▸ **提供された抜粋**:

▼▼▼

◆「ビーチの妖精」坂口佳穂、厳選カット集>>

 新型コロナウイルス感染拡大の影響で、ビーチバレーボール界も大会の中止や延期が相次いだ。このままシーズンの幕が開けることなく、夏を終えてしまうのかと思われたが、9月19日、20日と、ビーチスポーツの総合大会『ジャパンビーチゲームズ®フェスティバル千葉2020』(千葉県・稲毛海浜公園)のメイン競技として、ビーチバレー千葉市長杯が行なわれた。

 国内トップのジャパンビーチバレーボールツアーの下部に位置づけされる大会だが、日本ビーチバレーボール連盟主催の公式戦としては、今年初めて開催された大会。そのため、国内の強豪チームがすべて集結し、観戦可能となった(検温、手指消毒、マスク着用が義務づけ)一般のファンが見守るなか、白熱した戦いが繰り広げられた。

 参戦を予定していたワールドツアーが中断し、東京五輪日本代表チーム決定戦も延期となり、3月以降、心身ともに難しい時間を過ごしてきた坂口佳穂(24歳/マイナビ)&村上礼華(23歳/ダイキアクシス)ペアも同大会に出場。6カ月ぶりの公式戦で、どれほどのパフォーマンスが見せられるのか、注目が集まった。


ビーチバレー千葉市長杯に出場した坂口佳穂&村上礼華ペア

 今大会は新型コロナウイルス感染拡大防止のため、試合時間の短縮を図って1セットマッチ(決勝戦のみ、3セットマッチ)で行なわれた。慣れない形式に「いつもとは違う緊張感があった」と坂口は不安を口にしていたが、予選プールDで2連勝を飾って、決勝トーナメント進出を決めた。

 予選プールの第1試合は、本村嘉菜(25歳)&酒井春海(24歳)ペアに21−12で完勝。第2試合では、技術とパワーのある草野歩(35歳)と184cmの長身を誇る橋本涼加(27歳)という実力ペアとの対戦で苦戦も予想されたが、危なげない戦いを見せて21−16で勝利した。

 その結果を受けて、村上礼が「練習での課題や、新しくトライしていることが試合の中で出せた」と言えば、坂口も「自分たちの作戦どおりにビーチバレーができた」と言って、2人とも満足げな表情を見せた。

 AからDの各プール上位2チーム、計8チームが駒を進めた決勝トーナメント。プールDを1位で突破した坂口&村上礼ペアだったが、準々決勝となるその初戦で、予想外にも日本のトップランカーである石井美樹(30歳)&村上めぐみ(35歳)と対戦することになった。

 調子が今ひとつだった石井&村上めぐみペアは、予選プールAで1勝1敗。同プール2位での決勝トーナメント進出だったのだ。

▲▲▲

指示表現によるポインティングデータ
▼▼▼

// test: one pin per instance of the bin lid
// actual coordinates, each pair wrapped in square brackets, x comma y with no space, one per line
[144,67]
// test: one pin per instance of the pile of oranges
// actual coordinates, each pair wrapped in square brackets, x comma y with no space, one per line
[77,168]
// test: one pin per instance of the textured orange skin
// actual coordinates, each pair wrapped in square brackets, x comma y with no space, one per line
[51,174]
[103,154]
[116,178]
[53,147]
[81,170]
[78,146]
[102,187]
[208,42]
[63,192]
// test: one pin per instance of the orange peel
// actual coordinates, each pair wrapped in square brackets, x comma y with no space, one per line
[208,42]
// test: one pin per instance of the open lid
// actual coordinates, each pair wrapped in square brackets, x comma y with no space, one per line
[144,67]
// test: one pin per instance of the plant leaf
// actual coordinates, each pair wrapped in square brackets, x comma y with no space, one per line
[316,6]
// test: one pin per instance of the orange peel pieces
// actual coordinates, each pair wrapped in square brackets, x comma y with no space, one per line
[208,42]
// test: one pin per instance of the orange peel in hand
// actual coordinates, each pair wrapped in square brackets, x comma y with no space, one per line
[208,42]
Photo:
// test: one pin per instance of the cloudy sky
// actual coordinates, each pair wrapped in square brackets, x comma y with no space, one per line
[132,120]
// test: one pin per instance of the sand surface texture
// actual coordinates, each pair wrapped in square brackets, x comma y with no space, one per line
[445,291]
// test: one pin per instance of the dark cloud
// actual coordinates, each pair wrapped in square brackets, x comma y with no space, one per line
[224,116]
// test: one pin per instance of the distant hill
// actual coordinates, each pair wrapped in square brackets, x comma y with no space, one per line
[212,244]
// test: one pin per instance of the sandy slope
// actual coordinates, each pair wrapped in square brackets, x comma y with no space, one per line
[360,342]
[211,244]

▲▲▲

▸ **作業内容**: ビーチバレー千葉市長杯の記事を、「参戦を予定していたワールドツ」を含む箇所から「トーナメント進出だったのだ。」の後までもう一度書き、その中の「決勝トーナメント」を「本戦トーナメント」に更新してください。

▸ **出力結果**:
参戦を予定していたワールドツアーが中断し、東京五輪日本代表チーム決定戦も延期となり、3月以降、心身ともに難しい時間を過ごしてきた坂口佳穂(24歳/マイナビ)&村上礼華(23歳/ダイキアクシス)ペアも同大会に出場。6カ月ぶりの公式戦で、どれほどのパフォーマンスが見せられるのか、注目が集まった。


ビーチバレー千葉市長杯に出場した坂口佳穂&村上礼華ペア

 今大会は新型コロナウイルス感染拡大防止のため、試合時間の短縮を図って1セットマッチ(決勝戦のみ、3セットマッチ)で行なわれた。慣れない形式に「いつもとは違う緊張感があった」と坂口は不安を口にしていたが、予選プールDで2連勝を飾って、本戦トーナメント進出を決めた。

 予選プールの第1試合は、本村嘉菜(25歳)&酒井春海(24歳)ペアに21−12で完勝。第2試合では、技術とパワーのある草野歩(35歳)と184cmの長身を誇る橋本涼加(27歳)という実力ペアとの対戦で苦戦も予想されたが、危なげない戦いを見せて21−16で勝利した。

 その結果を受けて、村上礼が「練習での課題や、新しくトライしていることが試合の中で出せた」と言えば、坂口も「自分たちの作戦どおりにビーチバレーができた」と言って、2人とも満足げな表情を見せた。

 AからDの各プール上位2チーム、計8チームが駒を進めた本戦トーナメント。プールDを1位で突破した坂口&村上礼ペアだったが、準々決勝となるその初戦で、予想外にも日本のトップランカーである石井美樹(30歳)&村上めぐみ(35歳)と対戦することになった。

 調子が今ひとつだった石井&村上めぐみペアは、予選プールAで1勝1敗。同プール2位での本戦トーナメント進出だったのだ。